### Quoted text
______________________________

Unfortunately execution of the above code may lead to a black hole, i.e. a non- 
terminating computation, as we will explain with the help of Fig. 7. Problems 
occur when inside p we have a call to the function best which starts to compare 
two result sequences. Now suppose that in order to make a choice the parser p 
does not provide enough information. In that case the continuation q is called 
once for each branch of the choice process, in order to provide further steps of 
which we hope they will lead us to a decision. If we are lucky the value of pv is 
not needed by q pv in order to provide the extra needed progress information. 
But if we are unlucky the value is needed; however the Apply steps contributing 
to pv will have been propagated into the sequence returned by q. Now we have 
constructed a loop in our computation: pv depends on the outcome of best, best 
depends on the outcome of q pv, and q pv depends on the value of pv. 

The problem is caused by the fact that each branch taken in p has its own call 
to the continuation q, and that each branch may lead to a different value for 
pv, but we get only one in our hands: the one which belongs to the successful 
alternative. So we are stuck.

______________________________

### Excerpted records

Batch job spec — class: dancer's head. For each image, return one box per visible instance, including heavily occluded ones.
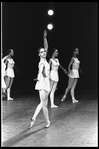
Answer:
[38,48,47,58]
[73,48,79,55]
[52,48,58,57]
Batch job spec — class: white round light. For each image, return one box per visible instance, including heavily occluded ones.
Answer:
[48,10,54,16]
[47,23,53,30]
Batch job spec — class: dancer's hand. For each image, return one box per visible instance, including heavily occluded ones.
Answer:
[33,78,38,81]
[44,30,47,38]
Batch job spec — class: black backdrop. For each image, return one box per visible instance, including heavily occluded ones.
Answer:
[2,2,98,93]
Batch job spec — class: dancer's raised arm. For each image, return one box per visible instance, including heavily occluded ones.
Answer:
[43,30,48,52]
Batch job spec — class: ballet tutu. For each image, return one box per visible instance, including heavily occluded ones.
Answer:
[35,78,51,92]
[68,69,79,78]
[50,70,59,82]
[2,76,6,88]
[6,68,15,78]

______________________________

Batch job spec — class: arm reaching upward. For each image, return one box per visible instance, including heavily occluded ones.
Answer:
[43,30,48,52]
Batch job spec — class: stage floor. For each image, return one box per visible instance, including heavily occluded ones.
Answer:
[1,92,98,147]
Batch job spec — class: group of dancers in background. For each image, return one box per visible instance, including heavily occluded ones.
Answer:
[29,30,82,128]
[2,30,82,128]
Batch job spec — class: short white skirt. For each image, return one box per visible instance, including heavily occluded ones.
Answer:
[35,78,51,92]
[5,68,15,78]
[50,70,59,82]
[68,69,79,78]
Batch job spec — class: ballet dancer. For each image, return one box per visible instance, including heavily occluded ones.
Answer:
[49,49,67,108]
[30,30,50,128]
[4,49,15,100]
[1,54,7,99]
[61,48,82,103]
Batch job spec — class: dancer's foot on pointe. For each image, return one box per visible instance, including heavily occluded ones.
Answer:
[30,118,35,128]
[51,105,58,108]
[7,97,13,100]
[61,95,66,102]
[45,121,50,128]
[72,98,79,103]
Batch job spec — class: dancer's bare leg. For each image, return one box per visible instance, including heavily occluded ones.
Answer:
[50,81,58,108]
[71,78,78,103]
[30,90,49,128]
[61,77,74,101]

______________________________

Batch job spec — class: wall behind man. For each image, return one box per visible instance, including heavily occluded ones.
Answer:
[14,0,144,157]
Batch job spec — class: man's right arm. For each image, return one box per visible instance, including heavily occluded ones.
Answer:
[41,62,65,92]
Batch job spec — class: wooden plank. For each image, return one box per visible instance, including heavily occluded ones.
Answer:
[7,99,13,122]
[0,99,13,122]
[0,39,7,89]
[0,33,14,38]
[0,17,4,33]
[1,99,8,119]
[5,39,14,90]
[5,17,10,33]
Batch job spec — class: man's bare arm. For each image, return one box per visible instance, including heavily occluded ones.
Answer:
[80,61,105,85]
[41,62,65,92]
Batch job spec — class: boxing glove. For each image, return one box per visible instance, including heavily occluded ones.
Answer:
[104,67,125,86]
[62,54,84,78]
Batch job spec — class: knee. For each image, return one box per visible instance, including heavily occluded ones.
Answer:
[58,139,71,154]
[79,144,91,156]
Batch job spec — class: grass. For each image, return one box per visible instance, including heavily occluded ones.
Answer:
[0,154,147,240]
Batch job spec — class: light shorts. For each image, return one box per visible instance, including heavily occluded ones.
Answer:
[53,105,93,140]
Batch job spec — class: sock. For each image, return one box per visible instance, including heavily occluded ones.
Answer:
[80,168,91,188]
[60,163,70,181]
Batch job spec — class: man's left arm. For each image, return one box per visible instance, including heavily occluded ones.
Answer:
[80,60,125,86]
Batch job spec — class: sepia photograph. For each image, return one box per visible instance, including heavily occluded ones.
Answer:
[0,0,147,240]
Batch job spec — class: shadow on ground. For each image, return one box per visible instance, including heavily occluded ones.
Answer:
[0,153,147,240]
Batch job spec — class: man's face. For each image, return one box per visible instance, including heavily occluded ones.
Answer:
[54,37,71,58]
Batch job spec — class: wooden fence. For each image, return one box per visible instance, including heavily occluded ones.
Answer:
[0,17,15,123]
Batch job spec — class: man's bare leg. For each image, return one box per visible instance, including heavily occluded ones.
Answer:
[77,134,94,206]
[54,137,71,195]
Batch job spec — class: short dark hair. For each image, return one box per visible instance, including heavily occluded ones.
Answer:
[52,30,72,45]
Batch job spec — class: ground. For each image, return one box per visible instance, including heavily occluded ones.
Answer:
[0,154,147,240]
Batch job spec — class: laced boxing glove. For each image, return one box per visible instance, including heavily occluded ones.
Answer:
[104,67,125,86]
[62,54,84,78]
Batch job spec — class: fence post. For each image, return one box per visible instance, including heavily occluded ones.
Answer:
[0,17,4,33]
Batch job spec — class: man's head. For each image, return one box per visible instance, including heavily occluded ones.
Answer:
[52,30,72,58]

______________________________

Quote the passage on the non-terminating parser computation between "Unfortunately execution of" and "needed progress information.", inclusive.

Unfortunately execution of the above code may lead to a black hole, i.e. a non- 
terminating computation, as we will explain with the help of Fig. 7. Problems 
occur when inside p we have a call to the function best which starts to compare 
two result sequences. Now suppose that in order to make a choice the parser p 
does not provide enough information. In that case the continuation q is called 
once for each branch of the choice process, in order to provide further steps of 
which we hope they will lead us to a decision. If we are lucky the value of pv is 
not needed by q pv in order to provide the extra needed progress information.